» Record set
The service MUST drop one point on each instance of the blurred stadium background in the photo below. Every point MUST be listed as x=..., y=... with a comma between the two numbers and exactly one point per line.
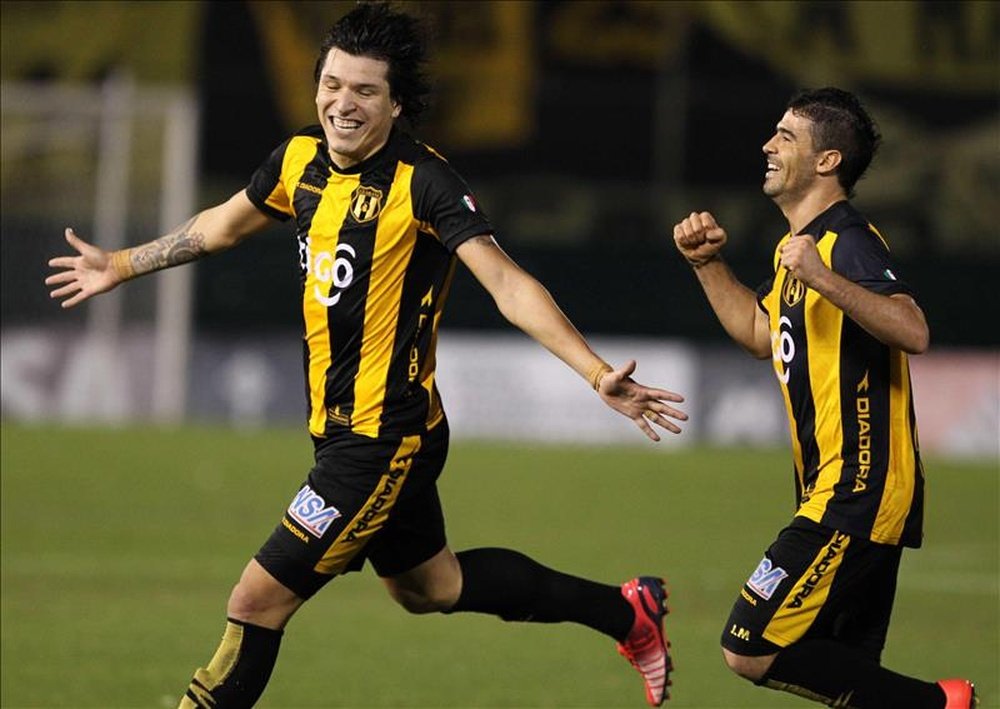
x=586, y=129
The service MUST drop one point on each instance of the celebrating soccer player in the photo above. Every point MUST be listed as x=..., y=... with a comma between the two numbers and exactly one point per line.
x=380, y=219
x=838, y=322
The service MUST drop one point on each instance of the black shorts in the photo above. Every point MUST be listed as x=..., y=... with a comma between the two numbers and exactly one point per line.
x=815, y=582
x=365, y=498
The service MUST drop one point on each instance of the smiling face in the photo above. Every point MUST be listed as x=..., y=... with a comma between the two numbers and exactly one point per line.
x=791, y=160
x=354, y=105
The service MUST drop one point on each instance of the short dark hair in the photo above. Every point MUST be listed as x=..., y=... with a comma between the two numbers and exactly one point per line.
x=375, y=30
x=840, y=122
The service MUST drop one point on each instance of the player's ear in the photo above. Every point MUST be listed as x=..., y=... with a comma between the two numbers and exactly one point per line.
x=828, y=161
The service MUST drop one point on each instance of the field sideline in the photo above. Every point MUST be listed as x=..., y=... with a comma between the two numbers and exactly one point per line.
x=120, y=547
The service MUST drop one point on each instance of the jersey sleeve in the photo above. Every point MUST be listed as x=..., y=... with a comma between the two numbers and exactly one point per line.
x=267, y=190
x=862, y=257
x=763, y=292
x=443, y=202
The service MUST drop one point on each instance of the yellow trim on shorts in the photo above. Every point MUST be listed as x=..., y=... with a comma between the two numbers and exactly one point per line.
x=373, y=514
x=807, y=597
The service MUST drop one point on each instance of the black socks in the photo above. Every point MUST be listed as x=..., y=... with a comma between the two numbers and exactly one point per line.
x=508, y=584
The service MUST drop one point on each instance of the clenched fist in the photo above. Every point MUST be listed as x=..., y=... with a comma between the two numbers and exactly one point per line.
x=699, y=238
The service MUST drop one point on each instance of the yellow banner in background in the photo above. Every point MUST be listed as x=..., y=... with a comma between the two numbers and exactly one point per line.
x=951, y=46
x=157, y=42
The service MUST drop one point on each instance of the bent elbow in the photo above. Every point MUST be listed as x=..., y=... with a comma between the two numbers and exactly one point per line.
x=921, y=342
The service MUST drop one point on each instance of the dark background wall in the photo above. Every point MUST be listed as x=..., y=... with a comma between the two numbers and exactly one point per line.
x=587, y=129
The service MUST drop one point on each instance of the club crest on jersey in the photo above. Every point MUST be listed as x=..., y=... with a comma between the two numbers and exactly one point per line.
x=765, y=579
x=311, y=512
x=366, y=203
x=792, y=291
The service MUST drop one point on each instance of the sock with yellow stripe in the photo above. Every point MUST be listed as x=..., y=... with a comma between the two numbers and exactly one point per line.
x=838, y=675
x=238, y=672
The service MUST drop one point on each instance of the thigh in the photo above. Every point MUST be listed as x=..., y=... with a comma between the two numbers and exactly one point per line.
x=350, y=498
x=416, y=530
x=810, y=581
x=863, y=623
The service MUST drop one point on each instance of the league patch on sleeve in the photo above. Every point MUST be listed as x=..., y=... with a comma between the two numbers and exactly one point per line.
x=765, y=579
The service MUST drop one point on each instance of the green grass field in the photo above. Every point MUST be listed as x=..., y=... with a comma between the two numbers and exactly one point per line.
x=120, y=547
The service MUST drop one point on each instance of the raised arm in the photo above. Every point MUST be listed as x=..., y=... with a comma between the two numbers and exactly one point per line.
x=94, y=271
x=894, y=320
x=524, y=302
x=700, y=240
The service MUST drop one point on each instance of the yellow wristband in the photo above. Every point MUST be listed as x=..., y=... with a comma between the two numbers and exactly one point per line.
x=596, y=373
x=121, y=262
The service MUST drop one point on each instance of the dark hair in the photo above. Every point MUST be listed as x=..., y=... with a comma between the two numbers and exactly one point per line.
x=840, y=122
x=375, y=30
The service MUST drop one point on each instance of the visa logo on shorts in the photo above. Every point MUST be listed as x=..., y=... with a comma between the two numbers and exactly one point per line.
x=765, y=579
x=311, y=512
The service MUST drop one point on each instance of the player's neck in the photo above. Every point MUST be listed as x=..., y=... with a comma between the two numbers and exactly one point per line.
x=802, y=211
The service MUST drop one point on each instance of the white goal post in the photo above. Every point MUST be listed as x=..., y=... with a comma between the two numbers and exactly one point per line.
x=118, y=106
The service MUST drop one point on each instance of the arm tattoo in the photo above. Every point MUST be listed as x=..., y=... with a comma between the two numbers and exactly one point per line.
x=179, y=246
x=483, y=240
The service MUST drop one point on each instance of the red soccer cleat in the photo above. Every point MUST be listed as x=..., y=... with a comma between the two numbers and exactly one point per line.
x=646, y=646
x=959, y=693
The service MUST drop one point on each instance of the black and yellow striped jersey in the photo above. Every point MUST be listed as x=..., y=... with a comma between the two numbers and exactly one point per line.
x=848, y=396
x=376, y=254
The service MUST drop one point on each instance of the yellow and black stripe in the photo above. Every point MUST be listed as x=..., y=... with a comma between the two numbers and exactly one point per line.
x=848, y=396
x=376, y=245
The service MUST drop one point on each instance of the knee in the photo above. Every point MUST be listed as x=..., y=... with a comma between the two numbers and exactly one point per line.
x=747, y=666
x=423, y=600
x=266, y=603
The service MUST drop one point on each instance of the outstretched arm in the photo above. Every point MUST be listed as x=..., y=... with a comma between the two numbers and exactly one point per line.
x=700, y=240
x=528, y=305
x=93, y=270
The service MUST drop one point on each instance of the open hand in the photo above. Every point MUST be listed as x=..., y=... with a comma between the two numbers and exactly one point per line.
x=81, y=276
x=642, y=404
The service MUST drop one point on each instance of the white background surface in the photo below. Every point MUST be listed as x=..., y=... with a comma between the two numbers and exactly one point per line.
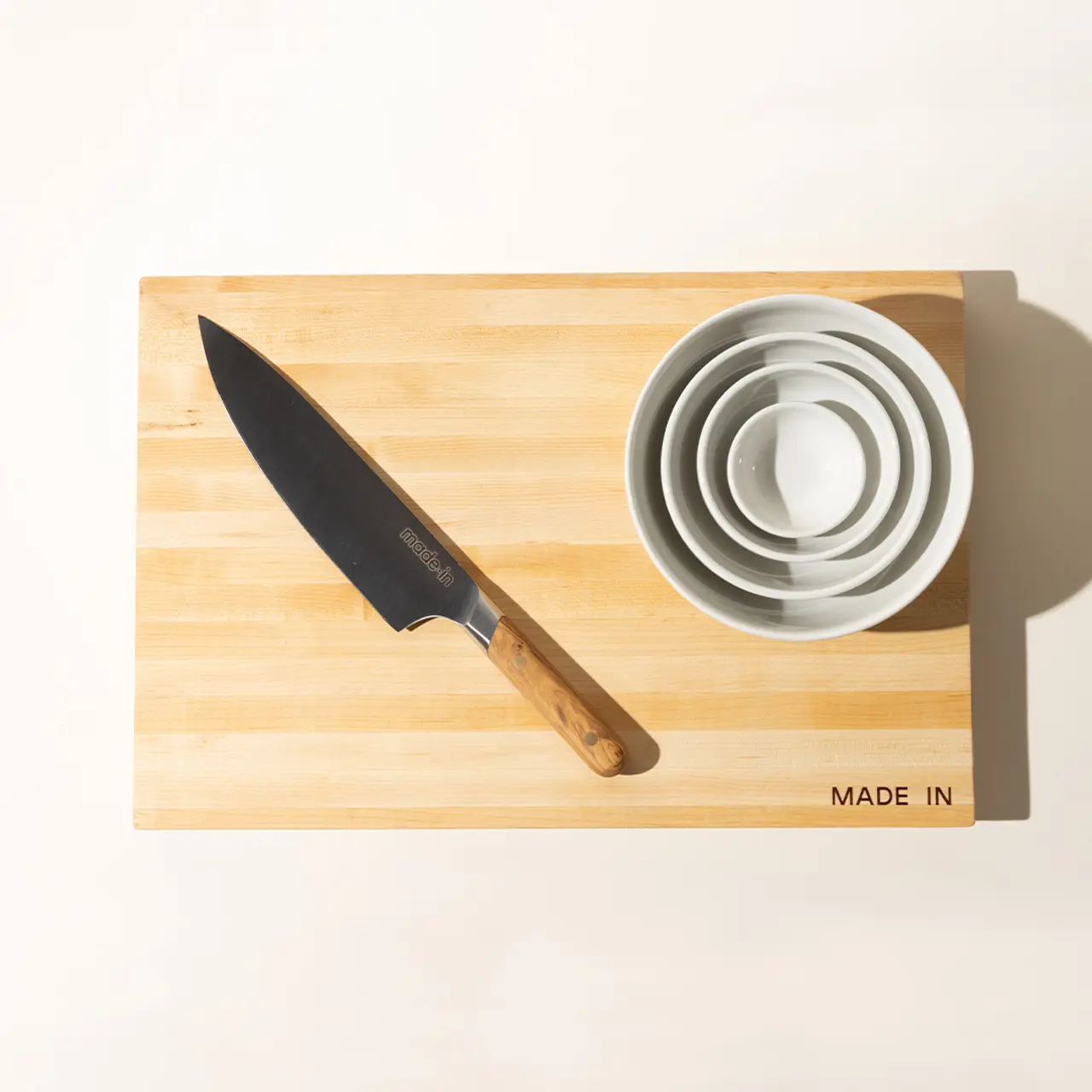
x=266, y=137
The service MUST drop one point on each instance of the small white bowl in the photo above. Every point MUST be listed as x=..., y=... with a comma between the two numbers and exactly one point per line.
x=800, y=382
x=841, y=327
x=741, y=566
x=796, y=468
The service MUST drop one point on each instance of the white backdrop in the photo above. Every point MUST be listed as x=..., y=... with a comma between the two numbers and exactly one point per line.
x=271, y=137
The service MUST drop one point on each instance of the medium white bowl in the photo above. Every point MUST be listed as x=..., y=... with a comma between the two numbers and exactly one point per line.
x=946, y=508
x=740, y=566
x=858, y=406
x=796, y=468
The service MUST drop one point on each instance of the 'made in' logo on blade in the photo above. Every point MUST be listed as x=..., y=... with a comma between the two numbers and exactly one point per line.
x=429, y=558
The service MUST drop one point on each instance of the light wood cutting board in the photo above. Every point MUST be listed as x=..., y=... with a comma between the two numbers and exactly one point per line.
x=269, y=694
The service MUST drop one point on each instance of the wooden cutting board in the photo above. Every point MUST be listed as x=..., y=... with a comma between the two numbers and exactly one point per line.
x=269, y=694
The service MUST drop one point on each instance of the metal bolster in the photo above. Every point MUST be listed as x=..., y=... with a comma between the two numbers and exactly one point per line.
x=482, y=621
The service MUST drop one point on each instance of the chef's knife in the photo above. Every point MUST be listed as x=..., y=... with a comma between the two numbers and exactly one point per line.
x=377, y=542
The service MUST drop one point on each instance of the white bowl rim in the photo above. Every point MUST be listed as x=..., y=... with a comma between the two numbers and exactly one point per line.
x=956, y=503
x=734, y=570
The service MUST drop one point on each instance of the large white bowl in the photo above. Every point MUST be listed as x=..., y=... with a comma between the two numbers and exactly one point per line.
x=946, y=508
x=864, y=412
x=706, y=539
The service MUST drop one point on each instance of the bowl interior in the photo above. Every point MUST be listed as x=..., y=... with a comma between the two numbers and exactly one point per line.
x=834, y=390
x=796, y=468
x=944, y=425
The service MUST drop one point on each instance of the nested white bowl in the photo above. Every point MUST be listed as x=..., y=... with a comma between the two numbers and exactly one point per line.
x=803, y=381
x=949, y=491
x=738, y=565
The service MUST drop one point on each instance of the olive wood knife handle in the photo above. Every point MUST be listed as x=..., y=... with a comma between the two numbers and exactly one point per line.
x=525, y=666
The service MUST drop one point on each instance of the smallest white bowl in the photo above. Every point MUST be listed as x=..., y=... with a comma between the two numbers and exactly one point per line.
x=796, y=468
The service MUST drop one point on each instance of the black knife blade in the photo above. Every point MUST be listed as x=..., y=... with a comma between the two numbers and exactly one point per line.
x=343, y=503
x=375, y=539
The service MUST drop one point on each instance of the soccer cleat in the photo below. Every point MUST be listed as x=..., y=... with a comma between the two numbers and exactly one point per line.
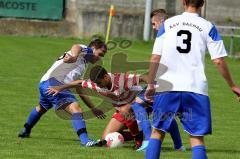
x=138, y=144
x=98, y=143
x=24, y=133
x=144, y=146
x=90, y=143
x=101, y=142
x=182, y=148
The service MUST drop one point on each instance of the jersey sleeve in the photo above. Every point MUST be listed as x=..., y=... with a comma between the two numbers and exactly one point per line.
x=215, y=44
x=91, y=85
x=131, y=80
x=158, y=44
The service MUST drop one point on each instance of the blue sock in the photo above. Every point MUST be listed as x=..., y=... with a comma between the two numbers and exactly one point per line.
x=199, y=152
x=142, y=117
x=175, y=134
x=153, y=149
x=80, y=127
x=33, y=118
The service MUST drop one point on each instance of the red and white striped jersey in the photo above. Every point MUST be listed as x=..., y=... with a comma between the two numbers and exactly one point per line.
x=122, y=88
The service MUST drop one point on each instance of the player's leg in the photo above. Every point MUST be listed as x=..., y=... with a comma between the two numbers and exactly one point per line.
x=165, y=107
x=155, y=144
x=130, y=122
x=114, y=125
x=176, y=137
x=141, y=116
x=32, y=120
x=196, y=120
x=78, y=124
x=198, y=147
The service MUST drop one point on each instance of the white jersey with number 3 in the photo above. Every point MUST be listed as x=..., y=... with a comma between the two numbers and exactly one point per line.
x=182, y=42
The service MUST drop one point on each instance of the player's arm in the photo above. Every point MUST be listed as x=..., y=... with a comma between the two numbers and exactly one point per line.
x=217, y=51
x=224, y=71
x=97, y=112
x=56, y=89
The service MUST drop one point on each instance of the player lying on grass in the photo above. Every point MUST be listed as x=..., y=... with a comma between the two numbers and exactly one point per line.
x=119, y=87
x=66, y=69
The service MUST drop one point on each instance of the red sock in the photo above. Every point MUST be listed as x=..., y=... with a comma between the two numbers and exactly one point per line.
x=127, y=135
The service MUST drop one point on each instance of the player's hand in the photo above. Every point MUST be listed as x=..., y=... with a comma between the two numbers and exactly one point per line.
x=53, y=91
x=98, y=113
x=149, y=93
x=69, y=59
x=236, y=90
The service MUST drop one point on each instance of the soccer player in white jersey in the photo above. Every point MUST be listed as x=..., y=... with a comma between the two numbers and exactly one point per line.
x=158, y=16
x=117, y=88
x=122, y=89
x=66, y=69
x=180, y=45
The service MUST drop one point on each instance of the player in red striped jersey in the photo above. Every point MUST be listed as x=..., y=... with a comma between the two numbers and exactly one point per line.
x=122, y=89
x=118, y=87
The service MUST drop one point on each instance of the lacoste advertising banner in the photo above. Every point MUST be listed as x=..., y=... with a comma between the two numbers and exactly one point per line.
x=36, y=9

» To do
Exactly the lines from the one that holds "the red sock" through the final line of the records above should be written out, and only those.

» Solution to the exercise
The service MUST drop one point on each instance of the red sock in the photo above. Every point MUST be listed as x=..., y=... with a comma between the two numbers and exactly one point per line.
x=127, y=135
The service MUST drop one point on each instance of the player's hand in the photo above. Every point MUST be listed as x=..., y=... with a comma between the two numbers and exactly one point per line.
x=53, y=91
x=98, y=113
x=149, y=93
x=69, y=59
x=236, y=90
The service MUST drop one point on each instance of the soccer player in white jersey in the photo above. Every point MUST be listed as x=..., y=... with a comma between the two numbers and exactly one point per line.
x=158, y=16
x=117, y=88
x=122, y=89
x=66, y=69
x=180, y=45
The service MUST drop one point on each instance of the player in red striped jersey in the photo above. Every point MUST be listed as x=..., y=... with a comma between the two numbers and exactly one point per line.
x=122, y=89
x=118, y=87
The service MUST drop one point on each instance of the lacoste advertising banner in the photo above. Every point MUST be listed as x=..., y=... with a comma between the two numbers and exactly one point per line.
x=36, y=9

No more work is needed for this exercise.